● Texto fornecido:
Sobre as condições do exercício destes cargos, pronunciou-se o Conselho Consultivo da Procuradoria-Geral da República, Parecer n.º 26/2016, homologado por Despacho de 13 de fevereiro de 2017, de Sua Ex.ª a Secretária de Estado Adjunta e da Educação, publicado em Diário da República, 2.ª série, n.º 58, de 22 de março de 2017, tendo concluído que existe incompatibilidade entre o exercício das funções de diretor ou membro da direção de agrupamentos de escolas ou escolas não agrupadas (subdiretor e adjuntos) e o exercício de funções autárquicas em regime de permanência (presidente de câmara e vereador de câmara ou membro de junta de freguesia a tempo inteiro ou a meio tempo).

 

  1. Sobre o exercício do mandato de presidente da junta de freguesia a meio tempo:

 

O exercício do mandato a meio tempo dos titulares das juntas de freguesia foi recentemente alterado, por via da redação introduzida ao artigo 27.º da Lei n.º 169/99, de 18 de setembro[5], pela Lei n.º 69/2021, de 20 de outubro[6].

 

Na sequência desta alteração, passou a ser possível, em todas as freguesias, o presidente da junta exercer o mandato em regime de meio tempo, suportado pelo Orçamento do Estado (cf. n.º 1 do artigo 27.º)[7].

(Registos de caixas etiquetadas)
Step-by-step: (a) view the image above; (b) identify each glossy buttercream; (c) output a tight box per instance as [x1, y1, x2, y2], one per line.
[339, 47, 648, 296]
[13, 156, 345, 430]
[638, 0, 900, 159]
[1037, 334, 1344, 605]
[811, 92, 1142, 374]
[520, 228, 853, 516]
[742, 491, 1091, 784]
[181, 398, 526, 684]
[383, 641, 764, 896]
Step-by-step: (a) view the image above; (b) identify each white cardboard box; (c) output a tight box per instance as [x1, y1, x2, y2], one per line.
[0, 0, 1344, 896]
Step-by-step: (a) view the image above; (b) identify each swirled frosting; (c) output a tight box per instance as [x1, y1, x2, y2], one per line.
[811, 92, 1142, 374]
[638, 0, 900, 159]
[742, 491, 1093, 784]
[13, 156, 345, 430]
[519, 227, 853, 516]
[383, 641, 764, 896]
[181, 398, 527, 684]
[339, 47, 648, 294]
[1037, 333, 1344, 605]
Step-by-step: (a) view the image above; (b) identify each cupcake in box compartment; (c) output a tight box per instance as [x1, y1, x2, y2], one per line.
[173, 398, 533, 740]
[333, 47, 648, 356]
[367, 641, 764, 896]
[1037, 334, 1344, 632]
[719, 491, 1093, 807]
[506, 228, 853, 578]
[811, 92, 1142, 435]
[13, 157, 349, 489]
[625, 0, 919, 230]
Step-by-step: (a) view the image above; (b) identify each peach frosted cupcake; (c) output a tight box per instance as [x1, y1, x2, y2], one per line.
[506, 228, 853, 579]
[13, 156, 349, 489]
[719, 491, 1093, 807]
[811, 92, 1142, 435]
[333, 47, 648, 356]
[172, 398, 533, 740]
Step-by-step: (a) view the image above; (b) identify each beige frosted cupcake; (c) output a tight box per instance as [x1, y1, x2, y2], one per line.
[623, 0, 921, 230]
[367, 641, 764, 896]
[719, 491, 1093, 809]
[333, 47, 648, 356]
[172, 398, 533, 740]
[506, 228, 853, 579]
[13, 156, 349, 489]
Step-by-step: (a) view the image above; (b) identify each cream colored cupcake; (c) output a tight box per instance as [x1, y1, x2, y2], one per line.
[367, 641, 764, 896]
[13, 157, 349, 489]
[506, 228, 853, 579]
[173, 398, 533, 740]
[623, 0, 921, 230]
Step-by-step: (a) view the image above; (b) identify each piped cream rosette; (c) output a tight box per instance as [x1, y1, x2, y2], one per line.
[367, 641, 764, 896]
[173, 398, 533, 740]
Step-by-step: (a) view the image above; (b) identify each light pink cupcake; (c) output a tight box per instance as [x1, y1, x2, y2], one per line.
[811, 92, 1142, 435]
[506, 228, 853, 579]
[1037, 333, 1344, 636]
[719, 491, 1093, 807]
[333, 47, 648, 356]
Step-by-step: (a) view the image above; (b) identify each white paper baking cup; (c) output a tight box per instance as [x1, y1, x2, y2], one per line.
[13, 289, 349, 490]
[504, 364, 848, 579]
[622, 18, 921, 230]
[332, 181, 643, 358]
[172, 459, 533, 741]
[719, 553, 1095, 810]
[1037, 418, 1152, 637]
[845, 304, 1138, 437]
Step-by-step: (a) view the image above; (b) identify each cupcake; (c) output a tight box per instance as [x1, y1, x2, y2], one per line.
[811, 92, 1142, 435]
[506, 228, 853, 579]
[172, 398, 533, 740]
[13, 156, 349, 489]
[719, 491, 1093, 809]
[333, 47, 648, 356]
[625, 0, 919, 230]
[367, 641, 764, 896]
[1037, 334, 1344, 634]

==

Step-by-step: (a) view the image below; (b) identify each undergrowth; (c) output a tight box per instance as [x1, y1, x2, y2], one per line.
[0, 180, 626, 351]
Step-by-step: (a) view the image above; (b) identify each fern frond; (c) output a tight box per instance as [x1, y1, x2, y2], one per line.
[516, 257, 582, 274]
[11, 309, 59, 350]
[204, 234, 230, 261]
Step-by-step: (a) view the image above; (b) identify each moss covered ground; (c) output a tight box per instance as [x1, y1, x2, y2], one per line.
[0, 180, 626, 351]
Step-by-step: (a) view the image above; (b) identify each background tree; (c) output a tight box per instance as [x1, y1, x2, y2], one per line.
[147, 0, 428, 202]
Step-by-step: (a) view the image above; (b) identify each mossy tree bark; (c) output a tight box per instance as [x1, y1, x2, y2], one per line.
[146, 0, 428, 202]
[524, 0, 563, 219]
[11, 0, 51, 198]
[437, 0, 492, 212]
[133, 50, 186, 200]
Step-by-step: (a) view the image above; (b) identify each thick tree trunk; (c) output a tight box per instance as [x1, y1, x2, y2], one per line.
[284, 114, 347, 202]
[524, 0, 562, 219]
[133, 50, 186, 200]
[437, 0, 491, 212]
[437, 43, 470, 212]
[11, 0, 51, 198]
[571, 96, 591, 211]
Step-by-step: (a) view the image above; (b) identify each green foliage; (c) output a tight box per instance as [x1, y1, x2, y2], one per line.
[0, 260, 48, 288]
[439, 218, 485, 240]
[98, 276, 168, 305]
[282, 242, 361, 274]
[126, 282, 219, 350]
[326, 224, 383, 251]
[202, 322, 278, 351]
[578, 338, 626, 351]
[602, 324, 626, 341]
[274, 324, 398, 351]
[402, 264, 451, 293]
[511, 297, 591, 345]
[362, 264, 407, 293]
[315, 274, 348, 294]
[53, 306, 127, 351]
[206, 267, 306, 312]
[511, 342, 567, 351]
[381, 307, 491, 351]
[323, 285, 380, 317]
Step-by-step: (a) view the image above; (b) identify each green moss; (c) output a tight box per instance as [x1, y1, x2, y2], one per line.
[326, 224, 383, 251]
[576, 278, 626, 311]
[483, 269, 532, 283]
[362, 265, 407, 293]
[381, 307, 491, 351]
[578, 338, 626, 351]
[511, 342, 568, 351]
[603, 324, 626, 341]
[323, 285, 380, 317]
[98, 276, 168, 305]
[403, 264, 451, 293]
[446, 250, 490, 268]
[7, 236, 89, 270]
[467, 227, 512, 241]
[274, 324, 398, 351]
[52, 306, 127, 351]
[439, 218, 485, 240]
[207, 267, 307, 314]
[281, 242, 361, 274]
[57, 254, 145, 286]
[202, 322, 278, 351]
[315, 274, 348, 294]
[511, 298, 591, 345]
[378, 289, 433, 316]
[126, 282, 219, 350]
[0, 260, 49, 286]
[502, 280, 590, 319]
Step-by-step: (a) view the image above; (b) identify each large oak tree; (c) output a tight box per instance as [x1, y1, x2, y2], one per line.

---

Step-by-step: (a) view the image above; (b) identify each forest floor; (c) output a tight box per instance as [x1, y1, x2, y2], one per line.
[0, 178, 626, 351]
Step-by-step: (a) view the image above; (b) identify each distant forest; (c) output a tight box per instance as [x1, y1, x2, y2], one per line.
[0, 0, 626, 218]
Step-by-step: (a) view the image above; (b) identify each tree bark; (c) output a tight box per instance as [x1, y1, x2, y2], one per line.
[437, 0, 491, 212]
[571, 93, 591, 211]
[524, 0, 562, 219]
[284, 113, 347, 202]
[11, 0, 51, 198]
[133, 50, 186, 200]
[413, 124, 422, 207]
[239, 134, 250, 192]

● Tarefas a realizar:
1 – Extraia do texto sobre incompatibilidades de funções o trecho que começa em "O exercício do mandato a" e termina em "do artigo 27.º)[7].".
2 – Prossiga o texto sobre incompatibilidades de funções a partir do ponto em que termina.
A listagem não é necessária para nenhuma destas tarefas.

● Respostas:
1 –
O exercício do mandato a meio tempo dos titulares das juntas de freguesia foi recentemente alterado, por via da redação introduzida ao artigo 27.º da Lei n.º 169/99, de 18 de setembro[5], pela Lei n.º 69/2021, de 20 de outubro[6].

 

Na sequência desta alteração, passou a ser possível, em todas as freguesias, o presidente da junta exercer o mandato em regime de meio tempo, suportado pelo Orçamento do Estado (cf. n.º 1 do artigo 27.º)[7].

2 –
E, igualmente, a estar previsto o valor base da remuneração do presidente da junta de freguesia em regime de meio tempo, fixado em metade de cada escalão estabelecido para a remuneração do presidente da junta de freguesia em regime de permanência (tempo inteiro)[8].

 

Por sua vez, a Lei n.º 24-D/2022, de 30 de dezembro, que aprovou o Orçamento do Estado para o ano de 2023, procedeu à alteração do n.º 3 do artigo 2.º do Estatuto dos Eleitos Locais.

 

Em resultado desta alteração, o exercício de funções a meio tempo por membros das juntas de freguesia pode ser acumulado com o exercício de funções públicas ou privadas, remuneradas ou não, mediante comunicação escrita do eleito local à entidade empregadora.

 

Sob este ângulo, o mandato de presidente da junta de freguesia poderá ser exercido, por opção da freguesia, a meio tempo, em acumulação com o exercício de funções públicas ou privadas.

 

Porém, a questão a resolver, em concreto, coloca-se sob o outro ângulo, por força do regime de autonomia, administração e gestão dos estabelecimentos públicos da educação pré-escolar e dos ensinos básico e secundário, aprovado pelo Decreto-Lei n.º 75/2008, de 2 de abril (versão atualizada), conforme já identificado.

 

  1. nesse quadro legal, considerando as condições inerentes ao exercício dos cargos previstos neste regime, mostra-se consagrada na lei que regula tais funções a incompatibilidade para o exercício de outros cargos ou atividades profissionais[9].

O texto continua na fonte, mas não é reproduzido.